§ **Stated exercise**: Pull every line from the items below and copy each one word for word.
___
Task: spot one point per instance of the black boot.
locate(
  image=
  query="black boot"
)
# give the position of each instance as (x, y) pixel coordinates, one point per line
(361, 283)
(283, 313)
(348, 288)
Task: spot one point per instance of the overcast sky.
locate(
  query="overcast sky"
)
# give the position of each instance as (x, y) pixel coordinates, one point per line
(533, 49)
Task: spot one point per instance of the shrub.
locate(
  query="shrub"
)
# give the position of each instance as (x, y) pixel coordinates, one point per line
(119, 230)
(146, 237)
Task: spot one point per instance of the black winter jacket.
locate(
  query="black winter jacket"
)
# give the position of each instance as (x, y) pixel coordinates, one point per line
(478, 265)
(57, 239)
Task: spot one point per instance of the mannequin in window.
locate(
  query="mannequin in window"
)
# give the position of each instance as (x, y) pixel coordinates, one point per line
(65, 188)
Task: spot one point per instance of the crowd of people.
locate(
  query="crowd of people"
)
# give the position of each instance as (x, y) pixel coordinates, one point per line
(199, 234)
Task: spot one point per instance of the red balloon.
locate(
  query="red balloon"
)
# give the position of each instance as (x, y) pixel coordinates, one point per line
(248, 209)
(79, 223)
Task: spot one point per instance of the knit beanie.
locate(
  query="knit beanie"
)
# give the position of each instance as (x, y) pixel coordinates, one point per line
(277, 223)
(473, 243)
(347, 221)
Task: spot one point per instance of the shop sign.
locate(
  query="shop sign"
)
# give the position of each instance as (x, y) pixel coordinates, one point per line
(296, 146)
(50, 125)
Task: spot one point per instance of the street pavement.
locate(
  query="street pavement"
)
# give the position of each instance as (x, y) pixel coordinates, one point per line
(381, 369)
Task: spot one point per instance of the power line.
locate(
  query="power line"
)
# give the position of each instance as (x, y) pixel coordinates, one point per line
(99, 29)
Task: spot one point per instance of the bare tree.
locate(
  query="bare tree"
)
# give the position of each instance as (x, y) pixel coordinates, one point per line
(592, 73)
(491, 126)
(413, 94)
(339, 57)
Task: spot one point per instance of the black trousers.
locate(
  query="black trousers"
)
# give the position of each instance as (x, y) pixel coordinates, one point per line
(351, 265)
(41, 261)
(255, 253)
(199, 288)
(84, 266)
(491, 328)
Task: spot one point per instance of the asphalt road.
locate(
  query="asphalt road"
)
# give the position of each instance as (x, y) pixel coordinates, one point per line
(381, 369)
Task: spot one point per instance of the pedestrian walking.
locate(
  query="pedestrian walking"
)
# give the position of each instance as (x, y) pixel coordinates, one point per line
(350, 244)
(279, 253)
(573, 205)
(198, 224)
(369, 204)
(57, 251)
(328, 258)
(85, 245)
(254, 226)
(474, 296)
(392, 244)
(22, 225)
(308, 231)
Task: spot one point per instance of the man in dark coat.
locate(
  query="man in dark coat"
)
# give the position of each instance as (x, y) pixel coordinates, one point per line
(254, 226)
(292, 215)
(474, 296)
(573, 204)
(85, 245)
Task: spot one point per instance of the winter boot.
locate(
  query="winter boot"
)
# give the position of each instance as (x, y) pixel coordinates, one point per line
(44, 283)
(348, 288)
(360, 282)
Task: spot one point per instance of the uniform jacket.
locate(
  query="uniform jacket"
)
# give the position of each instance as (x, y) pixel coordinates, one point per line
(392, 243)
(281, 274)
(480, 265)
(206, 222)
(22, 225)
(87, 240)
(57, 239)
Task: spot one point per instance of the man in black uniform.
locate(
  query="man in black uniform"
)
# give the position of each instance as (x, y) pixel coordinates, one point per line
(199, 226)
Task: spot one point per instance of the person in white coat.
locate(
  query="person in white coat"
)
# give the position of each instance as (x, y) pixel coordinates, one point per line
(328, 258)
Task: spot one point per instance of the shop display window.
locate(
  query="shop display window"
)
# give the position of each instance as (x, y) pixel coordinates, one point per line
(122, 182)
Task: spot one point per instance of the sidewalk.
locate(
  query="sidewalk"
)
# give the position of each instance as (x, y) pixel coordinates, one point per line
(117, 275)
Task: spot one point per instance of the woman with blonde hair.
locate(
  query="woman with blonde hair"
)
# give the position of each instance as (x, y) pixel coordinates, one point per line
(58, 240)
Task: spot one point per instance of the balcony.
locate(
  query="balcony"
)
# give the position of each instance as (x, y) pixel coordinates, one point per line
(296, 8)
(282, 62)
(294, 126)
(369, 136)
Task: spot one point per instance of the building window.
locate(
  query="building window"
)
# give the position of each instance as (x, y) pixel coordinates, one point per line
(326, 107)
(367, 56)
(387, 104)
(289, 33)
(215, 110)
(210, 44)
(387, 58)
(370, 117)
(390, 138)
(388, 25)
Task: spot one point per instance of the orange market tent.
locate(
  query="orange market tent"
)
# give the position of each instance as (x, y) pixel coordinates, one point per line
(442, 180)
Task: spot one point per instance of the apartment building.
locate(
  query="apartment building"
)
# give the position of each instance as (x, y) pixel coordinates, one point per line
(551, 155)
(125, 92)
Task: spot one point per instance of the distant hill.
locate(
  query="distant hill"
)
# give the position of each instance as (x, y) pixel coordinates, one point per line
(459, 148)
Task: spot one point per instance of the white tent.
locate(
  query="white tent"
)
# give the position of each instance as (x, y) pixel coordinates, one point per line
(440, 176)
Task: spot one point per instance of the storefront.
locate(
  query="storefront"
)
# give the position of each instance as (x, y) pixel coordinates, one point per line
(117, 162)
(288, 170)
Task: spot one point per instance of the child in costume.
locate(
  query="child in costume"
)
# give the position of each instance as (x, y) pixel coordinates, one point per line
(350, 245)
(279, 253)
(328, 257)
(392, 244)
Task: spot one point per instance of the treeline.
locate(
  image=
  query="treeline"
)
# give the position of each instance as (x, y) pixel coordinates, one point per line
___
§ **Complete output**:
Task: spot one point per instance of the black boot.
locate(
  image=
  query="black boot"
)
# give the position of each instance as (x, y) pixel coordinates, one point per line
(361, 283)
(283, 313)
(348, 288)
Task: spot one point per instance of the overcast sky.
locate(
  query="overcast sky"
)
# give the position of each instance as (x, y) pixel coordinates, one point per line
(533, 49)
Task: spot one point per instance of the shrub.
locate(
  query="shrub"
)
# give the position of each instance as (x, y) pixel coordinates, one point per line
(119, 230)
(146, 237)
Task: spot one point per instance of the black winter jacket.
locate(
  query="black winter jacket"
)
# give the position of each instance as (x, y) pixel coordinates, one point per line
(478, 265)
(57, 239)
Task: spot one point per instance of the mannequin in window.
locate(
  query="mannequin in window"
)
# give the position of each instance as (x, y) pixel coordinates, one point per line
(65, 188)
Task: spot one point per instance of the crowd of people.
locate(
  query="crowd of people"
)
# give the position of each instance as (x, y) pixel coordinates, one point per line
(199, 234)
Task: spot one point per instance of the red balloon.
locate(
  query="red balloon"
)
# give the position of each instance as (x, y) pixel coordinates, one point per line
(248, 209)
(79, 223)
Task: spot one point per instance of the knit beanie.
locate(
  query="knit beanie"
)
# give the position of each instance as (x, y) pixel coordinates, one point per line
(277, 223)
(473, 243)
(347, 221)
Task: spot one point per instance of the shop sign.
locate(
  query="shop sign"
)
# give the position of each instance as (x, y) pixel coordinates, one point per line
(296, 146)
(50, 125)
Task: spot one point per instance of the street pavement.
locate(
  query="street pavement"
)
# give the position of each instance as (x, y) pixel coordinates, one point per line
(381, 369)
Task: spot one point per instance of the power line.
locate(
  query="power line"
)
# give the position of each instance as (x, y) pixel coordinates, one point per line
(99, 29)
Task: spot one point per instance of the bare tree.
locate(
  query="bare tree"
)
# give the position of each instance as (x, y) pixel coordinates, one point per line
(592, 73)
(491, 126)
(413, 94)
(339, 57)
Task: spot one point per instance of the black trousers.
locate(
  query="black trousers"
)
# give the position of each instance as (x, y) pixel coordinates, one point per line
(351, 265)
(41, 261)
(255, 253)
(199, 288)
(84, 266)
(491, 328)
Task: spot one point per instance of the asphalt road.
locate(
  query="asphalt road"
)
# give the position of each instance as (x, y) pixel coordinates, one point per line
(381, 369)
Task: spot one point per instance of the pedestrian walking.
locate(
  query="pedestrian walking"
)
# give the position of each instance as (x, y) pixel coordinates, one point per line
(350, 244)
(279, 253)
(573, 205)
(198, 224)
(369, 204)
(57, 251)
(328, 258)
(85, 245)
(254, 226)
(474, 296)
(392, 244)
(22, 225)
(308, 231)
Task: spot one point per instance of the man in dark coat.
locate(
  query="man in dark coat"
)
# give the position of each instance as (x, y) pixel coordinates, one point per line
(254, 226)
(292, 215)
(474, 296)
(573, 204)
(85, 245)
Task: spot one point per instance of the winter boot.
locate(
  query="winter boot"
)
# give the position of each instance as (x, y) pixel coordinates, one point per line
(44, 283)
(348, 288)
(360, 282)
Task: spot one point per instance of the uniform jacket.
locate(
  query="uniform jacket"
)
# give the position of each instance as (x, y) pixel coordinates, one point per line
(392, 243)
(281, 274)
(480, 265)
(206, 222)
(22, 225)
(87, 240)
(57, 239)
Task: spot one point per instance of the man in black uniform.
locate(
  query="man in black uniform"
)
# give the position of each instance as (x, y) pixel coordinates, one point per line
(199, 226)
Task: spot one point per instance of the person in white coat.
locate(
  query="person in white coat"
)
# give the position of each instance as (x, y) pixel coordinates, one point per line
(328, 258)
Task: spot one point per instance of the shop display window.
locate(
  query="shop display window"
)
# give the position of each instance as (x, y) pixel coordinates, one point per line
(122, 182)
Task: spot one point per instance of the sidewalk.
locate(
  query="sidewalk"
)
# give the position of each instance as (x, y) pixel coordinates, one point per line
(117, 275)
Task: spot one point per instance of the woman with blonde hair.
locate(
  query="woman with blonde hair"
)
# give the position of each instance as (x, y) pixel coordinates, one point per line
(58, 240)
Task: spot one point per instance of the balcony.
locate(
  query="balcony"
)
# give the position of each instance as (x, y) pixel coordinates, one point per line
(296, 8)
(282, 62)
(294, 126)
(369, 136)
Task: spot one point per instance of the building window.
locate(
  query="building window"
)
# give the position of each instance as (x, y) pixel coordinates, one point per line
(326, 107)
(367, 56)
(387, 104)
(289, 33)
(215, 110)
(210, 44)
(387, 58)
(370, 117)
(390, 138)
(388, 25)
Task: spot one point per instance of the orange market tent.
locate(
  query="orange market tent"
)
# give the position of each instance as (x, y) pixel coordinates, one point per line
(442, 180)
Task: spot one point per instance of the apartment building.
locate(
  query="apartment building"
)
# give the position of each instance as (x, y) pixel coordinates, one point per line
(551, 155)
(125, 92)
Task: spot one point per instance of the distant hill.
locate(
  query="distant hill"
)
# give the position of each instance as (x, y) pixel coordinates, one point per line
(459, 148)
Task: spot one point per instance of the white tent.
locate(
  query="white tent"
)
# give the position of each instance as (x, y) pixel coordinates, one point per line
(440, 176)
Task: spot one point per instance of the storefront.
locate(
  query="storefront"
)
# give the position of each instance as (x, y) pixel coordinates, one point per line
(117, 162)
(288, 170)
Task: spot one point per instance of the child in costume.
locate(
  query="child in costume"
)
# give the position of each instance as (x, y) pixel coordinates, one point per line
(350, 245)
(279, 253)
(328, 257)
(392, 244)
Task: spot one point per instance of the treeline.
locate(
  image=
  query="treeline"
)
# give the position of each instance as (x, y) pixel coordinates, one point per line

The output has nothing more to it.